==== Record set ====
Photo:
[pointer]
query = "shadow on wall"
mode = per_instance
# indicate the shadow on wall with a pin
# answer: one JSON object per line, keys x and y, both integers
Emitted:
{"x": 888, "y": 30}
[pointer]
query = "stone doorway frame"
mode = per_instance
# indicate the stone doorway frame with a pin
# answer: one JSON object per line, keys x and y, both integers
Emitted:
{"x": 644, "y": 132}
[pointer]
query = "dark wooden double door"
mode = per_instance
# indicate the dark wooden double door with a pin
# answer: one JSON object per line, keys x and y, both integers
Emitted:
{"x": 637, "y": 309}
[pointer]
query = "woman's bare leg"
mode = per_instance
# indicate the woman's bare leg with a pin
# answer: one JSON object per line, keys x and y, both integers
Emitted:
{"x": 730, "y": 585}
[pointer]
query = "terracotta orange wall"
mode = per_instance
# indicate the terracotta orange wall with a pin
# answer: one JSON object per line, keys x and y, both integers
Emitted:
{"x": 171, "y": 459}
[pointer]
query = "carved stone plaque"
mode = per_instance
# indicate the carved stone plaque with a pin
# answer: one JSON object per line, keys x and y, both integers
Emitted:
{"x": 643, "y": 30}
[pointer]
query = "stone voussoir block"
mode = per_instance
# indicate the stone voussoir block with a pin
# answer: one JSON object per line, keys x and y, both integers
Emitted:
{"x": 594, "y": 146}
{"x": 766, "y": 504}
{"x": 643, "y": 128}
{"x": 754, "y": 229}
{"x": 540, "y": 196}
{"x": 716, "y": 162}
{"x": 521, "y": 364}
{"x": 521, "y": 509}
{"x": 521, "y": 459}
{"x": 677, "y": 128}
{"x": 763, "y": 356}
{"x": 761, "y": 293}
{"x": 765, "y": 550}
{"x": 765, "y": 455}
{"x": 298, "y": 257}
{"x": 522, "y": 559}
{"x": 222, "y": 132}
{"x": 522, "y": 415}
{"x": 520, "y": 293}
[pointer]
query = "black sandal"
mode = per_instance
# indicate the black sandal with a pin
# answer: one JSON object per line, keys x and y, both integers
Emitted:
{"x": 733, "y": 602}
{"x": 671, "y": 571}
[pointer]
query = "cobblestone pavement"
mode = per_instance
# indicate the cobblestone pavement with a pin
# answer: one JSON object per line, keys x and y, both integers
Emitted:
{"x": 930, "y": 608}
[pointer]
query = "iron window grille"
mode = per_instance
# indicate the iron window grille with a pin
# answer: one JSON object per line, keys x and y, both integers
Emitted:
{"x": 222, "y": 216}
====
> **Short exercise**: Extract every line of the listing above that contains the string "plaque".

> **Output below**:
query = "carved stone plaque"
# indicate the carved stone plaque with a pin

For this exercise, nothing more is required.